** Saved entries **
● ● ●

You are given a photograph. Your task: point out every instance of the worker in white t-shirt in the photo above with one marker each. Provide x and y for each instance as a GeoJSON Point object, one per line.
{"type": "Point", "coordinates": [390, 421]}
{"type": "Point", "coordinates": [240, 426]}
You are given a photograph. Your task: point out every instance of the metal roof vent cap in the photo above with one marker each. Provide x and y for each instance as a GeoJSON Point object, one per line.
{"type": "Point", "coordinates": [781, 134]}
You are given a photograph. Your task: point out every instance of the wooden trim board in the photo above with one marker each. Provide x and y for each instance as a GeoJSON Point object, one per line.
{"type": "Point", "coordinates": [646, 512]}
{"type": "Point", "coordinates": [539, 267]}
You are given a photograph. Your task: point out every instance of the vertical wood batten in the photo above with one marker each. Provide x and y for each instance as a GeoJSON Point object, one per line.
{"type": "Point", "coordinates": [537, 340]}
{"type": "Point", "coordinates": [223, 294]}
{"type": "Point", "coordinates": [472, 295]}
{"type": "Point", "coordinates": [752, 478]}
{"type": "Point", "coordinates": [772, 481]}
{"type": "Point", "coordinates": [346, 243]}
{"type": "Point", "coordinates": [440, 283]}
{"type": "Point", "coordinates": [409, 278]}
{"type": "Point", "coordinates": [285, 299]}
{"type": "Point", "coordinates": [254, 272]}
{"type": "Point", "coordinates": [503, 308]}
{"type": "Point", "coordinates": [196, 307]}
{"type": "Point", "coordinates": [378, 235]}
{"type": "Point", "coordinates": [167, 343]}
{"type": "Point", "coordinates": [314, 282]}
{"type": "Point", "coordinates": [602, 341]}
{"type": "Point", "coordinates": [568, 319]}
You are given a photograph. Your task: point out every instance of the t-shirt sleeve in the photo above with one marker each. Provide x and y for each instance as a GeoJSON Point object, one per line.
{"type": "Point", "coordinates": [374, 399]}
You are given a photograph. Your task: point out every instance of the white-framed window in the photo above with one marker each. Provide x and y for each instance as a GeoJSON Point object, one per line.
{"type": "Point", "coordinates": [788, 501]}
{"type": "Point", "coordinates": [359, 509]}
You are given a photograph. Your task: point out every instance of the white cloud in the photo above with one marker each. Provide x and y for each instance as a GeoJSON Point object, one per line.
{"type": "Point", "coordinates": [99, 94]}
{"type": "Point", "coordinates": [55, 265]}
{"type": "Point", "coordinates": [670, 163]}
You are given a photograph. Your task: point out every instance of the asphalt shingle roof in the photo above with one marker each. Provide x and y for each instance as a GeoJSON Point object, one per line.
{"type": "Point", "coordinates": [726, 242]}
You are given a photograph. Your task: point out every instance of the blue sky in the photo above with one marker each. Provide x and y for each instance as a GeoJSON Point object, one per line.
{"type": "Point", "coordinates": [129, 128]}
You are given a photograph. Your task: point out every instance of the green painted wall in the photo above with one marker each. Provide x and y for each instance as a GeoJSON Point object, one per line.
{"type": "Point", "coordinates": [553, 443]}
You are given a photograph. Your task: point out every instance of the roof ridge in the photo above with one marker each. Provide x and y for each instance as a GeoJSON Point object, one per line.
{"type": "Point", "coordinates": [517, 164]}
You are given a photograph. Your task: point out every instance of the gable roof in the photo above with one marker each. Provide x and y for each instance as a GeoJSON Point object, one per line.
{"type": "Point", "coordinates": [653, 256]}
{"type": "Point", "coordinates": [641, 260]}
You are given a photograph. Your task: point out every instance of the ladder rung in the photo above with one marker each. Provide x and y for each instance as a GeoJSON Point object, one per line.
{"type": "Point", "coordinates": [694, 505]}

● ● ●

** Problem details **
Could you repeat every record word for word?

** Final answer **
You are given a photograph. Your task: point out every instance of the worker in white t-shirt in the photo above with one marker each. Provide x and y for each instance as a GeoJSON Point object, one per line.
{"type": "Point", "coordinates": [390, 421]}
{"type": "Point", "coordinates": [240, 426]}
You are given a photograph. Your task: point out every instance of the metal roof vent cap in the photo above with one marker each. Provide x and y for each instance as a GeoJSON Point object, one per line.
{"type": "Point", "coordinates": [781, 134]}
You are given a photograph. Your task: point out every instance of the wooden trim board in the photo above with one marker each. Provide x and y for each instance as a GeoJSON Point object, one per line.
{"type": "Point", "coordinates": [646, 512]}
{"type": "Point", "coordinates": [539, 267]}
You are given a photograph. Your task: point out every instance of the vertical wood batten in the photo above with one marker each. Provide x and y for each instance as a GeoJSON Point object, one per line.
{"type": "Point", "coordinates": [537, 340]}
{"type": "Point", "coordinates": [223, 294]}
{"type": "Point", "coordinates": [472, 295]}
{"type": "Point", "coordinates": [752, 478]}
{"type": "Point", "coordinates": [772, 481]}
{"type": "Point", "coordinates": [346, 243]}
{"type": "Point", "coordinates": [440, 283]}
{"type": "Point", "coordinates": [409, 278]}
{"type": "Point", "coordinates": [285, 299]}
{"type": "Point", "coordinates": [254, 272]}
{"type": "Point", "coordinates": [503, 308]}
{"type": "Point", "coordinates": [196, 307]}
{"type": "Point", "coordinates": [378, 235]}
{"type": "Point", "coordinates": [167, 343]}
{"type": "Point", "coordinates": [314, 282]}
{"type": "Point", "coordinates": [602, 341]}
{"type": "Point", "coordinates": [568, 319]}
You are given a photograph. Your task: point out every instance of the t-shirt sleeve in the photo above with one marker each. Provide x and y for each instance as a GeoJSON Point object, one per line.
{"type": "Point", "coordinates": [374, 399]}
You are given a photograph. Your task: point out every instance of the white-framed window in the photo above with one marker each. Provide x and y for each instance as a GeoJSON Point object, one per line.
{"type": "Point", "coordinates": [788, 501]}
{"type": "Point", "coordinates": [359, 509]}
You are given a photograph. Your task: point out every instance of the white cloud in the photo above with one marker each. Provide x and y for each instance as a GeoJSON Point object, one per line.
{"type": "Point", "coordinates": [99, 94]}
{"type": "Point", "coordinates": [55, 265]}
{"type": "Point", "coordinates": [670, 163]}
You are given a photograph. Your task: point out every instance of the asphalt shingle roof in the photo above with one marker each. Provide x and y for each instance as a GeoJSON Point object, one per line.
{"type": "Point", "coordinates": [726, 242]}
You are given a photograph. Your task: point out every instance of the blue sky in the photo above with one marker each. Provide x and y for each instance as a GeoJSON Point object, one per line.
{"type": "Point", "coordinates": [129, 128]}
You are given a photograph. Your task: point out every instance of the green painted wall in the photo above with one marker each. Provide x and y for each instance as a GeoJSON Point object, one per line.
{"type": "Point", "coordinates": [553, 443]}
You are given a photograph. Your task: point out every instance of the roof ridge in the photo above with one marker each. Provide x and y for each instance as a GeoJSON Point object, one per line.
{"type": "Point", "coordinates": [517, 164]}
You are given a photograph. Your task: point out every instance of the gable roof in the photo above with one marker each. Provide x and y for each instance as a GeoJSON Point object, one per line.
{"type": "Point", "coordinates": [653, 256]}
{"type": "Point", "coordinates": [641, 260]}
You are given a photograph. Your task: point out every instance of the ladder rung in the photo above with one marker each. Provide x and y for each instance as a GeoJSON Point object, one per line.
{"type": "Point", "coordinates": [694, 505]}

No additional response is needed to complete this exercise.